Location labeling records
········
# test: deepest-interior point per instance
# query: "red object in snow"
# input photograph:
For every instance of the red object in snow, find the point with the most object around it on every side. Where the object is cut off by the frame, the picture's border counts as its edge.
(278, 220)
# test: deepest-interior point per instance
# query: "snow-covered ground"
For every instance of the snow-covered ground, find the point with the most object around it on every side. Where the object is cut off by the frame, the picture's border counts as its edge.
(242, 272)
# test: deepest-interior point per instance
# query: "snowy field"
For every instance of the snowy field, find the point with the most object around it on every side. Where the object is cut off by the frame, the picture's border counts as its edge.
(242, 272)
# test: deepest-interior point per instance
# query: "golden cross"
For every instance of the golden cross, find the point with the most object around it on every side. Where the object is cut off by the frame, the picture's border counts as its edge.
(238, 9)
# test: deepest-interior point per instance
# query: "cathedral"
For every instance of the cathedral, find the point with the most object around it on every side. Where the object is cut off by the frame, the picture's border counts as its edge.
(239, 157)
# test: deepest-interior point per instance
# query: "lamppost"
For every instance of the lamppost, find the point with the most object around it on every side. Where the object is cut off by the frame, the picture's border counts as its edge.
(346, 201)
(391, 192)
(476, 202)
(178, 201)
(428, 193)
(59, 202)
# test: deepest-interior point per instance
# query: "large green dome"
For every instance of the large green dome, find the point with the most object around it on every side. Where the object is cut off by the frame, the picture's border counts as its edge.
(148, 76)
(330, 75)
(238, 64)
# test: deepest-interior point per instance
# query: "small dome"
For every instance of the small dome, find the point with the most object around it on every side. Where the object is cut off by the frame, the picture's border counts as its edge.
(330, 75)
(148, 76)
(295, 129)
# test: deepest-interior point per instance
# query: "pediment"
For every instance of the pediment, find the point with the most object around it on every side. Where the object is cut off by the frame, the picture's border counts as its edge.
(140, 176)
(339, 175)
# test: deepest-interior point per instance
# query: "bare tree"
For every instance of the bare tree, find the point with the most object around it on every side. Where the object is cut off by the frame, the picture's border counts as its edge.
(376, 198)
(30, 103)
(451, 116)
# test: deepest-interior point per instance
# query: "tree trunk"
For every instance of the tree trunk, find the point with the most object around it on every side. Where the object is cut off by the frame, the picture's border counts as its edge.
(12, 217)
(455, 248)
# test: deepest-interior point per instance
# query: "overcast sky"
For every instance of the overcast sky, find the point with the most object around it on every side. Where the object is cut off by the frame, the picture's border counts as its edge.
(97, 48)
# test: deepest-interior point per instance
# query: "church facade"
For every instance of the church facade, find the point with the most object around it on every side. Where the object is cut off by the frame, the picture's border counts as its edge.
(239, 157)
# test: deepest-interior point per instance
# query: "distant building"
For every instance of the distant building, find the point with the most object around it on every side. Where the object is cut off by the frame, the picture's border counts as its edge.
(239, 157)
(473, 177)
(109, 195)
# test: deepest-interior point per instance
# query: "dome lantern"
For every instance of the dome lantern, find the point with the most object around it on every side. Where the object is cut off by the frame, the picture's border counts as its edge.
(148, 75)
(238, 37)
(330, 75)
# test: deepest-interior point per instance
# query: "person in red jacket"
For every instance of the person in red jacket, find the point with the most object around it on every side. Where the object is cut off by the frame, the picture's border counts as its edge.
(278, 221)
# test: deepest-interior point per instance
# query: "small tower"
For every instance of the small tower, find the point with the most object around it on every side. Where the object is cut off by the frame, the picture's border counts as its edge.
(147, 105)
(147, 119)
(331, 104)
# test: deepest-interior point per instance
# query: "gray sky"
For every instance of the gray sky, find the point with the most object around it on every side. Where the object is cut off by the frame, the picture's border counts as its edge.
········
■ **SET EXERCISE**:
Reproduce the material above, every line of it, exactly.

■ **RESULT FOR THIS TASK**:
# test: deepest-interior point per instance
# query: "red object in snow"
# input photograph:
For every instance of the red object in snow, find the point with the most object around it on every side. Where the object is cut off by the frame, the picture's border counts as its edge.
(278, 220)
# test: deepest-interior point per instance
# query: "snow-covered ground"
For every instance of the snow-covered ground, find the point with the most object around it on every side. Where the object is cut off by the frame, the picture's border counts as its edge.
(242, 272)
# test: deepest-interior point per instance
# query: "snowy field"
For every instance of the snowy field, find the point with the most object around it on every side. Where the object is cut off by the frame, the picture's border counts as its edge.
(242, 272)
# test: deepest-interior point per instance
# query: "golden cross"
For every instance of the golden cross, find the point with the most object around it on every side. Where the object is cut off by the frame, the picture's border counts as its edge.
(238, 9)
# test: deepest-interior point per instance
# query: "cathedral"
For every instance of the cathedral, find the point with the most object around it on every side. Where the object is cut off by the frame, the picture's border counts as its edge.
(239, 157)
# test: deepest-interior point per instance
# query: "lamppost"
For every instance of the lamppost, find the point with the most object around it on every side. Where the object is cut off by the frame, the picture's border counts as its edge.
(346, 201)
(391, 192)
(476, 202)
(178, 201)
(428, 193)
(59, 202)
# test: deepest-interior point per instance
# query: "large green dome"
For every instance of the large green dome, find the point with the most object around it on every side. Where the object is cut off by the frame, the picture's border counts as its edge.
(148, 76)
(330, 75)
(238, 64)
# test: deepest-interior point per instance
# query: "small dome"
For every instance of the small dome, find the point with the most object around it on every side. Where the object is cut off by the frame, the picture's border counts as its edge.
(330, 75)
(148, 76)
(295, 129)
# test: deepest-interior point per instance
# query: "pediment"
For every instance of the pediment, find the point with the most object around it on every side. Where the object is cut off by the frame, the picture's border counts as its edge.
(140, 176)
(339, 175)
# test: deepest-interior point per instance
# query: "bare tree"
For every instance of the bare tree, find the point with the most object around it on every side. Where the object is cut off by the frame, the picture's border counts as its edge.
(376, 198)
(30, 103)
(451, 116)
# test: deepest-interior point per instance
# query: "tree trunk"
For every instance of the tree trunk, find the point with the most object around it on every side. Where the object is cut off by the frame, the picture's border counts as its edge.
(12, 217)
(455, 248)
# test: deepest-interior point per instance
# query: "overcast sky"
For every instance of the overcast sky, find the point with the most object around it on every side. Where the object is cut off by the frame, the picture's border counts as its edge.
(97, 48)
# test: deepest-interior point per instance
# query: "church facade"
For every instance of the church facade, find the point with the most object around it on every side. Where the object is cut off by the frame, the picture's border counts as its edge.
(239, 157)
# test: deepest-interior point per instance
# query: "distant building"
For every instance of the distant building, find the point with the most object around it on every side. Where the object is cut off by the frame, the picture's border counts as its edge.
(239, 157)
(473, 177)
(109, 195)
# test: deepest-interior point per instance
# query: "dome lantern"
For every instance of the dome lantern, find the point with the most object around it on every side. Where the object is cut off by the frame, the picture's border counts as its edge.
(148, 75)
(238, 37)
(330, 75)
# test: deepest-interior point per instance
# query: "person in red jacket"
For every instance of the person in red jacket, find the point with the most object around it on every side. Where the object is cut off by the frame, the picture's border counts as its edge.
(278, 221)
# test: deepest-interior point per instance
# query: "small tower"
For every instance of the small tower, find the point with the most object around it on every side. Where the object is cut off by the frame, the picture's border counts as its edge.
(147, 105)
(147, 119)
(331, 104)
# test: deepest-interior point per instance
# query: "gray sky"
For every instance of the gray sky, find the point with the most object around it on every side. Where the object is cut off by the frame, the picture's border counts as its edge.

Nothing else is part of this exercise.